=== Provided records ===
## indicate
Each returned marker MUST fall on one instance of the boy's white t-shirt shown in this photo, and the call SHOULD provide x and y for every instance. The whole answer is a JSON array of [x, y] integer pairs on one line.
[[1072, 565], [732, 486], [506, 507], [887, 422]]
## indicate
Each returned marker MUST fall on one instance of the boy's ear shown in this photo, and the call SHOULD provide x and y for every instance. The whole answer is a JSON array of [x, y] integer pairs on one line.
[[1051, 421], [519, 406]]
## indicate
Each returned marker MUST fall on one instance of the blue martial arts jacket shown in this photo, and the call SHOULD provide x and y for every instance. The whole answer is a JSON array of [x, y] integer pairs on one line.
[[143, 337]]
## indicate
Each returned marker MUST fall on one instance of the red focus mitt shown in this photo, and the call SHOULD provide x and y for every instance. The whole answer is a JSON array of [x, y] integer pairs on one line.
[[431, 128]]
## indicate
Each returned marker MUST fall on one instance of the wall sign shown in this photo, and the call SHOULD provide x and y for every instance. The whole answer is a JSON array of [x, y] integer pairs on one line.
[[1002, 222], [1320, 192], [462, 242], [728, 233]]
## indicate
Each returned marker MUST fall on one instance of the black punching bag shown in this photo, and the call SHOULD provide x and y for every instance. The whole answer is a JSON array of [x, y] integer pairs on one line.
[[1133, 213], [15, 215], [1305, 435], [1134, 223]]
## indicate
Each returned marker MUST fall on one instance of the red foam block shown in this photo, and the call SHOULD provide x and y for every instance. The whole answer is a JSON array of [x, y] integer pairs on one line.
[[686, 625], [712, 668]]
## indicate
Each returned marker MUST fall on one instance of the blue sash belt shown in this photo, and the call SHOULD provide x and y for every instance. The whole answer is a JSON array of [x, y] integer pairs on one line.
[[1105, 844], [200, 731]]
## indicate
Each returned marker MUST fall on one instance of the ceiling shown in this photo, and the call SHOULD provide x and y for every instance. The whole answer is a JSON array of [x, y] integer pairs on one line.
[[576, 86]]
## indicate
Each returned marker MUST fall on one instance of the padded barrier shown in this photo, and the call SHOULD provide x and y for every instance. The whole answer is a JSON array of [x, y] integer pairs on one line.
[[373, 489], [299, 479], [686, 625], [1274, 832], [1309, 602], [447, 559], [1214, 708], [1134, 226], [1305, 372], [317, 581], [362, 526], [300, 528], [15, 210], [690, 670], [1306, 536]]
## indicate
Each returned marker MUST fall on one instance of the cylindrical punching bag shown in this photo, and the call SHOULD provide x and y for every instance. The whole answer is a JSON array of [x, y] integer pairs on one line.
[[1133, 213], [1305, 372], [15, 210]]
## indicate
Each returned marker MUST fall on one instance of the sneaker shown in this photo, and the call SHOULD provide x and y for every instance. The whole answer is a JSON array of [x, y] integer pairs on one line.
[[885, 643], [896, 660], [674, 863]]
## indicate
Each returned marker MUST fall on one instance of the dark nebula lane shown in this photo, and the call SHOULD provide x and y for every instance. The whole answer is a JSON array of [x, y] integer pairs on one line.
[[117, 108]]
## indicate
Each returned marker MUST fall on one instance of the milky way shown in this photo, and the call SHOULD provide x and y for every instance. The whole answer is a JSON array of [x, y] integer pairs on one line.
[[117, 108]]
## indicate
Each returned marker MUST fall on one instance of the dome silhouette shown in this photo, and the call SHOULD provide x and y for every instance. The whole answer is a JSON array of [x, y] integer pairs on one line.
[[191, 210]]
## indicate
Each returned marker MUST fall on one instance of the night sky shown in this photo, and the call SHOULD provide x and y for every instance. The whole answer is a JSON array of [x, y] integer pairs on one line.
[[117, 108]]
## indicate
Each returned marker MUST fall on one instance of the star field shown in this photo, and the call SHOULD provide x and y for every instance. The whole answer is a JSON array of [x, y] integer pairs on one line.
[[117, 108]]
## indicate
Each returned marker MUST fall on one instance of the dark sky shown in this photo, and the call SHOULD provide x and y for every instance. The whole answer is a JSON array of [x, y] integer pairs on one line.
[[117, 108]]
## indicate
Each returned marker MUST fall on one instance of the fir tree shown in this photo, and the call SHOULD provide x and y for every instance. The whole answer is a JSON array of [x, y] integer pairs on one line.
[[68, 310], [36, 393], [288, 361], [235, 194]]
===
Rescale the lines above from the first one through the line with "[[686, 625], [712, 668]]", both included, and write them all out again with their requests. Multiply every x and y coordinate in the answers by 0.2 and round each to the nearest whole number, with halves rounding up.

Result of the exercise:
## indicate
Each returned marker MUST fall on one instance of the boy's white t-shirt shown in this photo, and the call SHOULD provide x and y for every instance. The whole answer is a JSON array of [x, y] integer pairs on one line.
[[214, 113], [146, 97], [101, 101], [177, 84]]
## indicate
Each returned marker MUST fall on one instance of the boy's ear shown in this photo, and the call SHOULD provide x and y for every instance. The whole answer is a JSON array of [x, y] integer pairs on one line.
[[210, 84], [104, 81]]
## indicate
Each returned marker MUST fall on one instance of the blue martial arts jacket shown in this photo, and the call SHOULD provide x and y for every instance. The whole answer is a JSON array of [x, y] integer pairs on one line.
[[29, 67]]
## indicate
Each returned marker MUST fall on one instance of the red focus mitt shown in this photo, and the call SHOULD provide x and y for every instance. The whole answer is a JSON array of [x, y] integer pairs on one line.
[[86, 26]]
## indicate
Each returned marker MUST fall on one instance of the wall sign shown in this photo, and the call SHOULD provide x and y for every instance. The whole answer is a JSON array of [x, y] integer pairs on one line.
[[200, 44], [264, 38], [92, 48], [146, 47]]
## indicate
Each returned marker MUST fall on one instance of the black punching bag shown in this photo, and the call SHOULD provide x and y for every instance. The whole answer is a JSON array of [x, y] integer pairs on one line.
[[227, 43], [3, 43], [261, 87], [227, 45]]
## indicate
Each returned marker MUST fall on one instance of the red foam block shown in this photo, and the call SHOULD provide x and y for every instance. The whole answer is a JSON array of [x, y] integer pairs on one line.
[[137, 125], [142, 134]]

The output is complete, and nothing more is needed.